» **Prompt**
The answer is an exact repeat of the entries below, with the pictures omitted.

» **Recorded data**

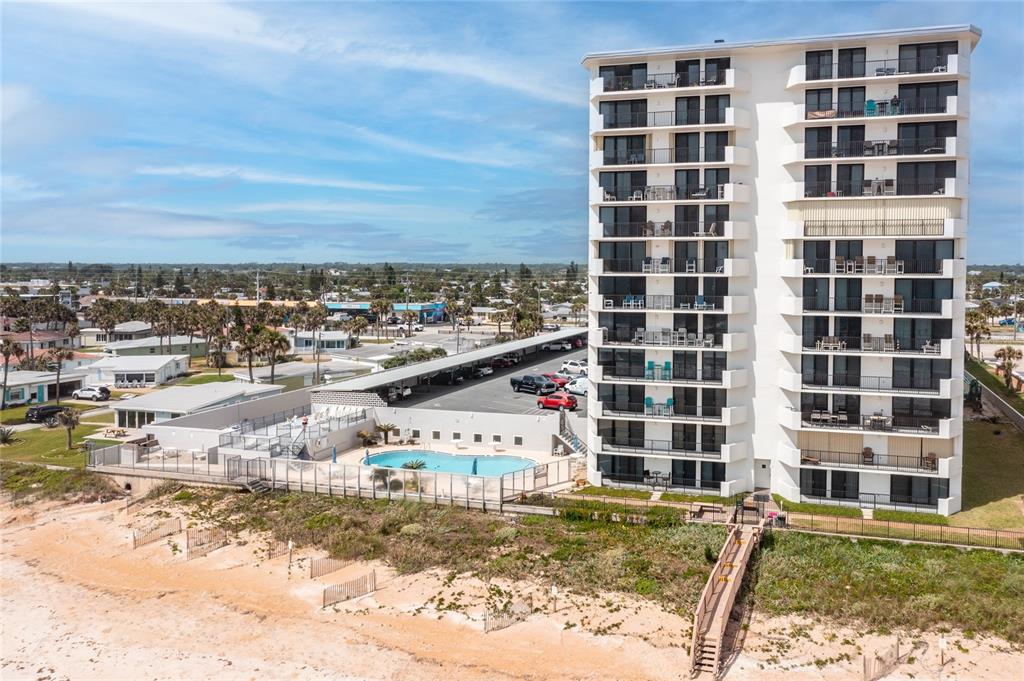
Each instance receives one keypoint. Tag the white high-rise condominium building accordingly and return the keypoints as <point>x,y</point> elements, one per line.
<point>776,266</point>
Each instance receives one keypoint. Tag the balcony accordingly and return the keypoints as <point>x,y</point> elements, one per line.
<point>873,266</point>
<point>904,110</point>
<point>936,426</point>
<point>655,302</point>
<point>876,188</point>
<point>673,449</point>
<point>671,229</point>
<point>855,383</point>
<point>870,344</point>
<point>881,228</point>
<point>730,193</point>
<point>928,149</point>
<point>866,460</point>
<point>729,156</point>
<point>711,81</point>
<point>667,373</point>
<point>669,411</point>
<point>850,73</point>
<point>711,119</point>
<point>655,338</point>
<point>871,304</point>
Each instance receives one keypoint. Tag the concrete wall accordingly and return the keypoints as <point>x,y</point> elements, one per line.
<point>536,430</point>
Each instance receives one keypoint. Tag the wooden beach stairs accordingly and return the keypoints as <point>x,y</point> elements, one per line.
<point>712,614</point>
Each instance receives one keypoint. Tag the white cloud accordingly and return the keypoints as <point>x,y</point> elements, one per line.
<point>265,177</point>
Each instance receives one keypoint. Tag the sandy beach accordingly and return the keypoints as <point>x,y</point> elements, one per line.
<point>79,603</point>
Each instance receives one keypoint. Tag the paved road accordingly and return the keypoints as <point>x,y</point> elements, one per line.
<point>494,393</point>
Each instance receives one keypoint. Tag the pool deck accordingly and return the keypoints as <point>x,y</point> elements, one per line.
<point>356,456</point>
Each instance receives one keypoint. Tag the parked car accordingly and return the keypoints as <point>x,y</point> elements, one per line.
<point>573,367</point>
<point>44,414</point>
<point>531,383</point>
<point>95,393</point>
<point>578,386</point>
<point>558,379</point>
<point>557,400</point>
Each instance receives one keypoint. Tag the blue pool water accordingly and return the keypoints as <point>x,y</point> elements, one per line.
<point>462,464</point>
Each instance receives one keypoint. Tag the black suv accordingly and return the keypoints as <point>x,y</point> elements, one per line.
<point>45,414</point>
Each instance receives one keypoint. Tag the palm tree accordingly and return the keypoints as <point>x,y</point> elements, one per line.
<point>1009,356</point>
<point>8,348</point>
<point>250,344</point>
<point>976,329</point>
<point>58,355</point>
<point>381,307</point>
<point>218,346</point>
<point>69,419</point>
<point>273,346</point>
<point>385,429</point>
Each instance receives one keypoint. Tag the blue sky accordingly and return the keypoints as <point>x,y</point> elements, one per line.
<point>426,132</point>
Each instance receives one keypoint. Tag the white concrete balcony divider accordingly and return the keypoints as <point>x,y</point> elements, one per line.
<point>956,66</point>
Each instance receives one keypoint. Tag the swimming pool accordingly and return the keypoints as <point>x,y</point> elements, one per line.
<point>463,464</point>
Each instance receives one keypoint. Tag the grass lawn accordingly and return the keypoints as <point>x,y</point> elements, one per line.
<point>817,509</point>
<point>200,379</point>
<point>99,418</point>
<point>995,384</point>
<point>612,492</point>
<point>993,477</point>
<point>47,445</point>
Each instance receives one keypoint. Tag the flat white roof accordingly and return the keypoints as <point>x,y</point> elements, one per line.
<point>137,362</point>
<point>20,377</point>
<point>744,44</point>
<point>190,398</point>
<point>153,340</point>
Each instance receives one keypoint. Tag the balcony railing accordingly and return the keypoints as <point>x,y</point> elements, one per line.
<point>660,447</point>
<point>877,68</point>
<point>901,382</point>
<point>667,373</point>
<point>665,119</point>
<point>876,147</point>
<point>875,304</point>
<point>884,227</point>
<point>871,265</point>
<point>663,302</point>
<point>875,187</point>
<point>675,155</point>
<point>895,107</point>
<point>667,337</point>
<point>666,193</point>
<point>867,459</point>
<point>666,228</point>
<point>657,81</point>
<point>873,343</point>
<point>875,422</point>
<point>667,410</point>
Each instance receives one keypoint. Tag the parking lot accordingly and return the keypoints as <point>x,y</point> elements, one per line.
<point>494,393</point>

» **Task output**
Each instance receives one keypoint. Tag the white high-rise condominium building accordingly and return the keypoints as <point>x,y</point> elements, one per line.
<point>776,266</point>
Each instance receives one keypoint. Tag the balcony accordingly and return the keypoints as <point>x,y</point> elements, one per line.
<point>873,266</point>
<point>904,110</point>
<point>936,426</point>
<point>655,302</point>
<point>876,188</point>
<point>673,449</point>
<point>671,229</point>
<point>855,383</point>
<point>870,344</point>
<point>881,228</point>
<point>730,193</point>
<point>928,149</point>
<point>866,460</point>
<point>729,156</point>
<point>711,81</point>
<point>667,373</point>
<point>669,411</point>
<point>850,73</point>
<point>711,119</point>
<point>655,338</point>
<point>871,304</point>
Each instance receives one keypoint. Tag the concrete wall accordingly and return the keypoints as <point>x,y</point> elements, one per line.
<point>536,430</point>
Each instance receives one keypoint. Tag the wooden beach stairs accordingly and return the keypoints as <point>x,y</point> elements, one per line.
<point>712,614</point>
Each instance receives one keypoint. Tag the white cloud accordingly and return the keypoints as <point>x,y</point> elements, one per line.
<point>265,177</point>
Each instance receives one keypoint. Tag the sandy beach accordingly and return the keypoints as <point>x,y</point> elements, one per line.
<point>79,603</point>
Each instance receives one keypoint. Tag the paved road accordingly and return the keypoints as <point>x,y</point> elements, one per line.
<point>494,393</point>
Each instance receives one keypoint. Tag the pool deck accordingly and return the keypoints as <point>x,y</point> elements, one per line.
<point>356,456</point>
Each instance receives one keypoint. Tag the parked car accordingly and return the keypoints as <point>x,y</point> elements, one per line.
<point>573,367</point>
<point>44,414</point>
<point>531,383</point>
<point>95,393</point>
<point>578,386</point>
<point>558,379</point>
<point>557,400</point>
Each instance receives one keypoint. Tag the blue pool water accordingly and return the keypoints as <point>x,y</point> elements, one per line.
<point>462,464</point>
Each instance receives one keypoint. Tag the black suv accordingly and return the keypoints as <point>x,y</point> elements, one per line.
<point>45,414</point>
Each instance receives one keypoint. Tag the palm tree accordingly and return the keypoints as <point>x,y</point> elements, one per line.
<point>1009,356</point>
<point>8,348</point>
<point>250,344</point>
<point>976,329</point>
<point>58,355</point>
<point>381,307</point>
<point>218,346</point>
<point>69,419</point>
<point>273,346</point>
<point>385,429</point>
Each instance receives one keypoint. Tag the blue sky accordingly and return the keypoints as <point>x,y</point> elements, one per line.
<point>426,132</point>
Each instance receives one keypoint. Tag the white concrete balcony divider accordingly and return the keypoints as <point>x,y</point> elements, one per line.
<point>956,66</point>
Each instance receives one keypoint. Tag the swimming pool accordingly and return the keypoints as <point>x,y</point> elements, one per line.
<point>463,464</point>
Each instance receives one keypoint. Tag the grass lawn accordingly and return the keypoints as <point>x,y</point> elements, one per line.
<point>817,509</point>
<point>200,379</point>
<point>99,418</point>
<point>995,384</point>
<point>612,492</point>
<point>993,477</point>
<point>47,445</point>
Each instance receives one keypoint. Tag the flat white roof accordingly and return the keypoints as <point>x,y</point> elements, one per line.
<point>137,362</point>
<point>20,377</point>
<point>744,44</point>
<point>190,398</point>
<point>153,340</point>
Each instance receives one keypoint. Tag the balcony railing accordingly and return the keypoints as <point>x,y</point> elements, one per line.
<point>660,447</point>
<point>877,68</point>
<point>901,382</point>
<point>667,373</point>
<point>665,119</point>
<point>876,147</point>
<point>875,304</point>
<point>884,227</point>
<point>871,265</point>
<point>663,302</point>
<point>875,187</point>
<point>675,155</point>
<point>895,107</point>
<point>667,337</point>
<point>666,193</point>
<point>867,459</point>
<point>666,228</point>
<point>657,81</point>
<point>873,343</point>
<point>875,422</point>
<point>667,410</point>
Each instance receives one keypoint. Tag the parking lot accordingly and return the keypoints as <point>x,y</point> elements, one per line.
<point>494,393</point>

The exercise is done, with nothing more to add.